═════ PROVIDED INFORMATION ═════

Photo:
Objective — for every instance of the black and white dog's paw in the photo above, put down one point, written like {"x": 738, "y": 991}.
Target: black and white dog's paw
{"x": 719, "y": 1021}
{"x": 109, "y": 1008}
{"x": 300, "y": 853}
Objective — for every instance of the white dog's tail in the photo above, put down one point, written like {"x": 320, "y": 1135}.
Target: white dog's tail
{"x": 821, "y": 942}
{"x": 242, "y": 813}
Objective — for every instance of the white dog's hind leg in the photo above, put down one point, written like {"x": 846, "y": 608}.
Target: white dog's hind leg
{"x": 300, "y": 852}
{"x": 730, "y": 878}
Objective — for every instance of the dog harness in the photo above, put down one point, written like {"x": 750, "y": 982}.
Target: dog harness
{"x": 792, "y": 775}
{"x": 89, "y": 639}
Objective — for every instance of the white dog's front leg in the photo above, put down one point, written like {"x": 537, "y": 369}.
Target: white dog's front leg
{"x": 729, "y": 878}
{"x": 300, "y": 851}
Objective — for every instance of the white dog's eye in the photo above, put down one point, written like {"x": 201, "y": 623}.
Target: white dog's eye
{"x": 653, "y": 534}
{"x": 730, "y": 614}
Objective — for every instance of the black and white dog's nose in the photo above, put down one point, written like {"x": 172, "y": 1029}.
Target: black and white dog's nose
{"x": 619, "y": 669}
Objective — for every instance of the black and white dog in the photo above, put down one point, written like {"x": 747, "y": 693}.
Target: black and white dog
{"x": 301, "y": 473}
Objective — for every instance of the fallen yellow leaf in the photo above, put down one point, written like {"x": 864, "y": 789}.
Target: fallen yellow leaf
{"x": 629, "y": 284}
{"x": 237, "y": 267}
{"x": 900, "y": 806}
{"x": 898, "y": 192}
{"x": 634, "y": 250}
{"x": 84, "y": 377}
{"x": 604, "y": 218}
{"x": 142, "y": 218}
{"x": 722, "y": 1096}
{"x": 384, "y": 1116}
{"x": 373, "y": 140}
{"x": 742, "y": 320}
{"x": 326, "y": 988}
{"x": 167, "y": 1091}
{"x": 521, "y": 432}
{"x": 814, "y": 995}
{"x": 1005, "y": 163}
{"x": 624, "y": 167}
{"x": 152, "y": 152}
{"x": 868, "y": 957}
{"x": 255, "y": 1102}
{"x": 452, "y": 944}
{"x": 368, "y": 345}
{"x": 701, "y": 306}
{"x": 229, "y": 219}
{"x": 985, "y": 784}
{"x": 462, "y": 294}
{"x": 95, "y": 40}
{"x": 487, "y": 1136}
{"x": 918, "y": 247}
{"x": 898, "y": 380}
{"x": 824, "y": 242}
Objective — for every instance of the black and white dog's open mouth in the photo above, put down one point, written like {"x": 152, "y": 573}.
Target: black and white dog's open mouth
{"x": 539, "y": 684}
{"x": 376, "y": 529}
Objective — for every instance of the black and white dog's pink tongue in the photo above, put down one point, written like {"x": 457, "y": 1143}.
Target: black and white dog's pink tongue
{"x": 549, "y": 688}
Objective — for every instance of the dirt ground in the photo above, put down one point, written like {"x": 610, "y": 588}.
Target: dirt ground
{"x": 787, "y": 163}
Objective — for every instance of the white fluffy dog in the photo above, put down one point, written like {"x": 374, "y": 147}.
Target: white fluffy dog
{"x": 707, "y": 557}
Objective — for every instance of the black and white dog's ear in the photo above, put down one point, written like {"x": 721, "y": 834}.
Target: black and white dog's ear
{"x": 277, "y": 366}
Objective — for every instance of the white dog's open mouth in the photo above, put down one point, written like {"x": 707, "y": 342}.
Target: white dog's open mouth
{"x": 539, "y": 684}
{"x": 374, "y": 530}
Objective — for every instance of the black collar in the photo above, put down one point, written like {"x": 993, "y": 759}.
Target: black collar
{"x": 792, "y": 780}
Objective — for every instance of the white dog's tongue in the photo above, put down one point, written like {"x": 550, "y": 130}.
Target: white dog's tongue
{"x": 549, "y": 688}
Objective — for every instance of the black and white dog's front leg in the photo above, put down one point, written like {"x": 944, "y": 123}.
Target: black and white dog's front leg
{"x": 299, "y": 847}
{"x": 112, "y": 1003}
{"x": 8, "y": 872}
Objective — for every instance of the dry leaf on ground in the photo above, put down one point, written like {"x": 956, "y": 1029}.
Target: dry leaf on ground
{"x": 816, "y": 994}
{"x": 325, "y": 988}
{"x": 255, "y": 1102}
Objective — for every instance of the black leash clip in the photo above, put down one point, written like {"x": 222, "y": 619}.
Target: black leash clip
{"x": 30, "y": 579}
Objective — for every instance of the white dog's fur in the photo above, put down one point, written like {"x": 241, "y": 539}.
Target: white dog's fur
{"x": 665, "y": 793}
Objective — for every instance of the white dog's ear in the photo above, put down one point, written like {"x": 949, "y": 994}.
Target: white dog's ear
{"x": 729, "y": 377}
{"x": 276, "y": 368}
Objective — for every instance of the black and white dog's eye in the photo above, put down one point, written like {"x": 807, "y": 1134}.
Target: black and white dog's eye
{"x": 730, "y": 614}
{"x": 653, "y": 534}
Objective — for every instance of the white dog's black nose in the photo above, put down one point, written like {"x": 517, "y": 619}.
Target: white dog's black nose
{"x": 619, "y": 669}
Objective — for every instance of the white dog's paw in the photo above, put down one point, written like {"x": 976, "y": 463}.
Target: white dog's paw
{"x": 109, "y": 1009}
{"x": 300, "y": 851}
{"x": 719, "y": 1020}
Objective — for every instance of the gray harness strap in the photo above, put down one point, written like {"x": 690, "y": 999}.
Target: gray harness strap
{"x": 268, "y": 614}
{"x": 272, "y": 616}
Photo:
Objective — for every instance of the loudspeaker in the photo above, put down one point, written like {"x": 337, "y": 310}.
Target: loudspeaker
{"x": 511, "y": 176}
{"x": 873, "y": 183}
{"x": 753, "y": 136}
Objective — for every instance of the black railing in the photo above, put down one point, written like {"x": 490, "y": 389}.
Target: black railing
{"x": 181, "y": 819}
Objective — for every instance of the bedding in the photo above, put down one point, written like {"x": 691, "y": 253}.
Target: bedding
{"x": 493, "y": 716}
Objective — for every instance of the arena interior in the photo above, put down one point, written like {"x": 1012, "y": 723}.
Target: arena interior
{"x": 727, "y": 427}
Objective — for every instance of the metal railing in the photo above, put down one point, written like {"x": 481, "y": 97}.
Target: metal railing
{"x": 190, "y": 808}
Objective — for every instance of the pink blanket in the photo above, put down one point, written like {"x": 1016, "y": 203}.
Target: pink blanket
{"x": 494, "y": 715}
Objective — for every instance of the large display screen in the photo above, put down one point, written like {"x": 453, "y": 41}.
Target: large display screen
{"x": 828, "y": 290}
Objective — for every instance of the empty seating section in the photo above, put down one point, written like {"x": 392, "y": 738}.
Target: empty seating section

═════

Reproduce all of the records, keeping every character unchanged.

Photo:
Objective — for every instance of the black and white dog's paw in the photo above, put down one point, written like {"x": 738, "y": 991}.
Target: black and white dog's paw
{"x": 719, "y": 1021}
{"x": 109, "y": 1008}
{"x": 300, "y": 853}
Objective — for every instance of the white dog's tail in the photo above, put down one point, written like {"x": 320, "y": 1135}.
Target: white dog's tail
{"x": 821, "y": 942}
{"x": 242, "y": 813}
Objective — for every instance of the white dog's hind leg in the photo above, put down one point, written like {"x": 846, "y": 608}.
Target: white dog's hind leg
{"x": 300, "y": 852}
{"x": 730, "y": 878}
Objective — for every instance of the dog harness in the photo above, put down one point, written like {"x": 750, "y": 982}.
Target: dog harness
{"x": 792, "y": 775}
{"x": 89, "y": 639}
Objective — for every instance of the white dog's front leg in the photo above, put down one point, written like {"x": 537, "y": 369}.
Target: white dog's front leg
{"x": 729, "y": 878}
{"x": 300, "y": 851}
Objective — for every instance of the white dog's eye in the photo above, put down one point, written like {"x": 201, "y": 623}.
Target: white dog's eye
{"x": 653, "y": 534}
{"x": 730, "y": 614}
Objective — for every instance of the black and white dog's nose in the photo above, put down one point, written like {"x": 172, "y": 1029}.
Target: black and white dog's nose
{"x": 619, "y": 669}
Objective — for every instance of the black and white dog in the photo above, put down one point, written like {"x": 747, "y": 693}.
Target: black and white dog
{"x": 301, "y": 473}
Objective — for every instance of the fallen yellow leaf in the photo above, put down one point, written like {"x": 864, "y": 789}.
Target: fallen yellow leaf
{"x": 629, "y": 284}
{"x": 237, "y": 267}
{"x": 900, "y": 806}
{"x": 898, "y": 192}
{"x": 634, "y": 250}
{"x": 84, "y": 377}
{"x": 604, "y": 218}
{"x": 142, "y": 218}
{"x": 722, "y": 1096}
{"x": 384, "y": 1116}
{"x": 373, "y": 140}
{"x": 742, "y": 320}
{"x": 326, "y": 988}
{"x": 167, "y": 1091}
{"x": 521, "y": 432}
{"x": 814, "y": 995}
{"x": 1005, "y": 163}
{"x": 624, "y": 167}
{"x": 152, "y": 152}
{"x": 868, "y": 957}
{"x": 255, "y": 1102}
{"x": 452, "y": 944}
{"x": 368, "y": 345}
{"x": 701, "y": 306}
{"x": 229, "y": 219}
{"x": 985, "y": 784}
{"x": 462, "y": 294}
{"x": 95, "y": 40}
{"x": 487, "y": 1136}
{"x": 918, "y": 247}
{"x": 898, "y": 380}
{"x": 824, "y": 242}
Objective — for every instance of the black and white dog's open mouth in the photo above, put down one point, written like {"x": 152, "y": 573}.
Target: black and white dog's open mouth
{"x": 539, "y": 684}
{"x": 376, "y": 529}
Objective — for every instance of the black and white dog's pink tongue in the photo above, put down one point, written like {"x": 457, "y": 1143}.
Target: black and white dog's pink tongue
{"x": 549, "y": 688}
Objective — for every instance of the dirt ground in the photo above, put down one point, written like {"x": 610, "y": 588}.
Target: dirt ground
{"x": 787, "y": 163}
Objective — for every instance of the white fluffy dog in the photo above, put down one point, written like {"x": 374, "y": 147}.
Target: white fluffy dog
{"x": 707, "y": 557}
Objective — for every instance of the black and white dog's ear in the photo above, put down one point, written like {"x": 721, "y": 834}.
Target: black and white dog's ear
{"x": 277, "y": 366}
Objective — for every instance of the white dog's open mouth in the photo above, put down one point, written like {"x": 707, "y": 342}.
Target: white dog's open mouth
{"x": 539, "y": 684}
{"x": 374, "y": 530}
Objective — for every instance of the black collar in the photo above, put down one point, written like {"x": 993, "y": 759}.
Target: black collar
{"x": 792, "y": 780}
Objective — for every instance of the white dog's tongue in the photo above, put down one point, written like {"x": 550, "y": 130}.
Target: white dog's tongue
{"x": 549, "y": 688}
Objective — for every instance of the black and white dog's front leg in the photo above, put down one point, written like {"x": 944, "y": 123}.
Target: black and white dog's front leg
{"x": 299, "y": 847}
{"x": 112, "y": 1003}
{"x": 8, "y": 872}
Objective — for every instance of the dry leaf on ground in the photo above, put down one point, written like {"x": 956, "y": 1029}.
Target: dry leaf on ground
{"x": 816, "y": 994}
{"x": 325, "y": 988}
{"x": 255, "y": 1102}
Objective — for every instance of the black leash clip in the photo above, put down one point, written like {"x": 222, "y": 619}.
Target: black leash clip
{"x": 30, "y": 579}
Objective — for every instance of the white dog's fur in the photo above, put down one point, written like {"x": 241, "y": 539}.
Target: white dog's fur
{"x": 665, "y": 793}
Objective — for every instance of the white dog's ear in the photo above, put down one point, written like {"x": 949, "y": 994}.
Target: white dog's ear
{"x": 729, "y": 377}
{"x": 276, "y": 368}
Objective — for every instance of the black and white dog's eye in the photo above, put down one point, written like {"x": 807, "y": 1134}.
Target: black and white dog's eye
{"x": 730, "y": 614}
{"x": 653, "y": 534}
Objective — for every instance of the white dog's black nose in the photo above, put down one point, written like {"x": 517, "y": 619}.
Target: white dog's black nose
{"x": 619, "y": 669}
Objective — for every instance of the white dog's paw in the photo above, put down one point, written like {"x": 976, "y": 463}.
Target: white dog's paw
{"x": 109, "y": 1009}
{"x": 300, "y": 851}
{"x": 719, "y": 1020}
Objective — for every instance of the gray harness strap in the photo above, put down one point, written like {"x": 690, "y": 999}.
Target: gray harness strap
{"x": 268, "y": 614}
{"x": 272, "y": 616}
Photo:
Objective — for every instance of the loudspeaker in the photo above, put down one point, written like {"x": 337, "y": 310}.
Target: loudspeaker
{"x": 511, "y": 176}
{"x": 873, "y": 183}
{"x": 753, "y": 136}
Objective — for every instance of the black railing in the photo above, put down one point, written like {"x": 490, "y": 389}.
Target: black railing
{"x": 181, "y": 819}
Objective — for every instance of the bedding in the photo above, put down one point, written like {"x": 691, "y": 253}.
Target: bedding
{"x": 493, "y": 716}
Objective — for every instance of the arena interior in the photo above, put down one point, written like {"x": 1012, "y": 723}.
Target: arena interior
{"x": 727, "y": 427}
Objective — for every instance of the metal railing in the photo above, put down one point, written like {"x": 481, "y": 97}.
Target: metal railing
{"x": 190, "y": 808}
Objective — for every instance of the pink blanket in the photo above, put down one point, written like {"x": 1016, "y": 203}.
Target: pink blanket
{"x": 494, "y": 715}
Objective — for every instance of the large display screen in the photo above, put down one point, written like {"x": 453, "y": 41}.
Target: large display screen
{"x": 828, "y": 290}
Objective — for every instance of the empty seating section in the photo above, put down one point, written like {"x": 392, "y": 738}.
Target: empty seating section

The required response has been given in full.